Show each line below that contains the string "tracks", copying every such line in full.

Recorded data:
============================================================
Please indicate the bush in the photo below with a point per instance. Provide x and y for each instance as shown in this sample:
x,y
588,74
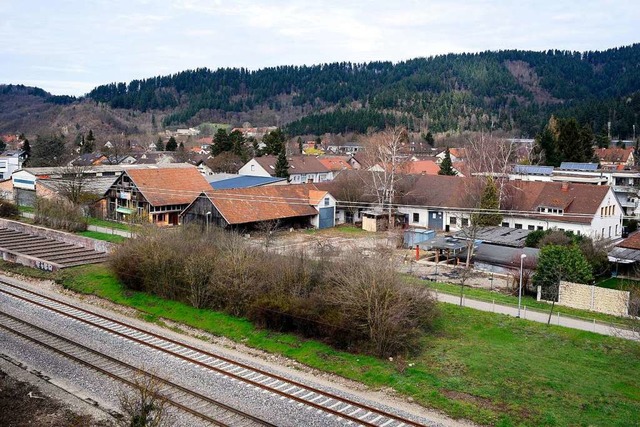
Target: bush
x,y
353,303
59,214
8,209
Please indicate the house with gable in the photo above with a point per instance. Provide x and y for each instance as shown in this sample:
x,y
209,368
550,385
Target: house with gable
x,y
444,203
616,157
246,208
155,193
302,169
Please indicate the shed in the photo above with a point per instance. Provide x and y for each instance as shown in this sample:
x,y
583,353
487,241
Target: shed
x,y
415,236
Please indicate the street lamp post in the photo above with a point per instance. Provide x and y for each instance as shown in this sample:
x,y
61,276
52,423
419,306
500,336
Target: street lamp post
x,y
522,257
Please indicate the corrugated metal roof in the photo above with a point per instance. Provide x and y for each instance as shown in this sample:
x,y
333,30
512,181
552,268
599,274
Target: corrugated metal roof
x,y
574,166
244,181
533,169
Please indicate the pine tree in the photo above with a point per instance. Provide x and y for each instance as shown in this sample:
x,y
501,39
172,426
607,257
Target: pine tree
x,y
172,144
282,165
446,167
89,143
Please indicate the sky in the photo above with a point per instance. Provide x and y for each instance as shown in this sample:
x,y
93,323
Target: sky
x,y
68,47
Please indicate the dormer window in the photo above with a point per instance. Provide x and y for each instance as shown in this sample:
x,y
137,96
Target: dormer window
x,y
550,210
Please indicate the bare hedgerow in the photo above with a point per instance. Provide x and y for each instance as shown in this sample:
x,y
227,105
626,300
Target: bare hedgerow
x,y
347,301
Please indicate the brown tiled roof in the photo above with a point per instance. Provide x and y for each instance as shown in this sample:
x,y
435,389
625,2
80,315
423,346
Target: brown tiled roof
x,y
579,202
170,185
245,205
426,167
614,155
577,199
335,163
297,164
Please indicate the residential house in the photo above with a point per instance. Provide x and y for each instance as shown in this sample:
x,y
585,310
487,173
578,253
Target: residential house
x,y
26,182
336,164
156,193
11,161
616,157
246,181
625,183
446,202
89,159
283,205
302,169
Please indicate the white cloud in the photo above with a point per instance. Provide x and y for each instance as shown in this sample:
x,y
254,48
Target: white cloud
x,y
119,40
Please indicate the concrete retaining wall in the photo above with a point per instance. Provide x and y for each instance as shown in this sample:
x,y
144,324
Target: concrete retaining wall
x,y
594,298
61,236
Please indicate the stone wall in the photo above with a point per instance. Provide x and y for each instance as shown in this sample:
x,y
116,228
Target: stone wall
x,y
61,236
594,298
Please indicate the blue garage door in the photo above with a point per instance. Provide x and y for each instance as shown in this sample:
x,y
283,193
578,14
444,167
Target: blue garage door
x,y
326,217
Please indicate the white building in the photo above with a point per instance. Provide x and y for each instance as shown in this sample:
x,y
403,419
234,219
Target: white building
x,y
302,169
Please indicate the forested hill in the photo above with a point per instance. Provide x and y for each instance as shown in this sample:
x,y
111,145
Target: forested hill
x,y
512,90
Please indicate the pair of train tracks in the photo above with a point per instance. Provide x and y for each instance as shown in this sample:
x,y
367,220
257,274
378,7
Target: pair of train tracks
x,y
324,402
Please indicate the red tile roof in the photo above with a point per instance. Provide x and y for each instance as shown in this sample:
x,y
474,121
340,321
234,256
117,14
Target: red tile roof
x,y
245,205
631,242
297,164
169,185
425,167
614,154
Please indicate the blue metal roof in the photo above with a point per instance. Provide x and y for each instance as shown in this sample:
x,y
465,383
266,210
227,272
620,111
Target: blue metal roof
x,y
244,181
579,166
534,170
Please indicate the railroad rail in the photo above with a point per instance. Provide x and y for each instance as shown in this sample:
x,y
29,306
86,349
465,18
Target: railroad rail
============================================================
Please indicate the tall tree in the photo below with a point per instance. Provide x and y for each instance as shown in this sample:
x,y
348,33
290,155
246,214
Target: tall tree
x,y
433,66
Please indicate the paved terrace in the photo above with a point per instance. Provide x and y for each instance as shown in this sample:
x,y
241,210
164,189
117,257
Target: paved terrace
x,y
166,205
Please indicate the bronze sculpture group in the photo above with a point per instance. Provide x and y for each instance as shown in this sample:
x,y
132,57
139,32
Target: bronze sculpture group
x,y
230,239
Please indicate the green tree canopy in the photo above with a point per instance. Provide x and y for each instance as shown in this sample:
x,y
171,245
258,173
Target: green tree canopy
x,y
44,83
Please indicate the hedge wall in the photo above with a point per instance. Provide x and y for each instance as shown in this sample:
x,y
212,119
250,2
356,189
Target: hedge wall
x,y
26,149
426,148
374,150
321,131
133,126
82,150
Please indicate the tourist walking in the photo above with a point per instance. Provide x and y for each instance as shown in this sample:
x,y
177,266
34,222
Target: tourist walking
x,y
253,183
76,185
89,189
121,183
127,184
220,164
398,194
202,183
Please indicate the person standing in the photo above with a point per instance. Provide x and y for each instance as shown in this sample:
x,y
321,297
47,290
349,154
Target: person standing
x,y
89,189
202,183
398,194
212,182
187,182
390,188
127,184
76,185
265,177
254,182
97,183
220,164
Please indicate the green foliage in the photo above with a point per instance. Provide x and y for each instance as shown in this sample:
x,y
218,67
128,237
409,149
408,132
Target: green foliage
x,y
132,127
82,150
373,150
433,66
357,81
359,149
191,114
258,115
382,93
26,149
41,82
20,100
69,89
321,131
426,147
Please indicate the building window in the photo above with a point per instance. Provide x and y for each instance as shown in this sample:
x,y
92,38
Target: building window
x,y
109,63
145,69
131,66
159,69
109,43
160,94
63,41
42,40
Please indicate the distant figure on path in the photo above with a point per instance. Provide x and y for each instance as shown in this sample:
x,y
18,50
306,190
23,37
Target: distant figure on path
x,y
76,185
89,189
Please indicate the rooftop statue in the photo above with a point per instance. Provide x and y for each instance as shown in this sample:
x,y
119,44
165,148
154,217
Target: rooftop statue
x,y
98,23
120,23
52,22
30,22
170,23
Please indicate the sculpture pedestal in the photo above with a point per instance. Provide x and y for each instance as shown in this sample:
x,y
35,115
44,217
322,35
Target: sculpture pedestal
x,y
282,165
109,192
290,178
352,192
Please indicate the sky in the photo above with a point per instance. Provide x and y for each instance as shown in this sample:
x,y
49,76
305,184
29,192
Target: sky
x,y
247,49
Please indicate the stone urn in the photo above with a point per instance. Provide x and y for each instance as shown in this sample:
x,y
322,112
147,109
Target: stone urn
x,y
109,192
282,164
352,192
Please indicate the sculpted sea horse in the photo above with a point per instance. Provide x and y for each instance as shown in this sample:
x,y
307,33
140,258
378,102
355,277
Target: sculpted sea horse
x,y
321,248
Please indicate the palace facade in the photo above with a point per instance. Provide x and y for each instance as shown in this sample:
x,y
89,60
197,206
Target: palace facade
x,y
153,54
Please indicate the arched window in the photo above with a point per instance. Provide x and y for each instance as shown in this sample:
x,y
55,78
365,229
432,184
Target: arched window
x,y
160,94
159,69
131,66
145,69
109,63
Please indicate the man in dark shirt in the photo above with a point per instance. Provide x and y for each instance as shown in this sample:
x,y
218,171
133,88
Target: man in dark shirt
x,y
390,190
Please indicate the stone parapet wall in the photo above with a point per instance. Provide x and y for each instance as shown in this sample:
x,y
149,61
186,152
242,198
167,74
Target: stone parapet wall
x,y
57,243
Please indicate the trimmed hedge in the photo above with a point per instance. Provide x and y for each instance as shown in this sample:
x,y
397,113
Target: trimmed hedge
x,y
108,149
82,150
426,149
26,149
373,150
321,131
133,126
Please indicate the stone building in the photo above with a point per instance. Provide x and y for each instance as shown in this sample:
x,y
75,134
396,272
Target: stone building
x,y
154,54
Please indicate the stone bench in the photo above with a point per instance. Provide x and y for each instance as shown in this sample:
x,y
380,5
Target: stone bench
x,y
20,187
============================================================
◆ ANSWER TO THE TASK:
Please indicate the pair of train tracks in the photo above with a point per instance. Provide x and y for each instance as shown in this sample:
Target: pair of train tracks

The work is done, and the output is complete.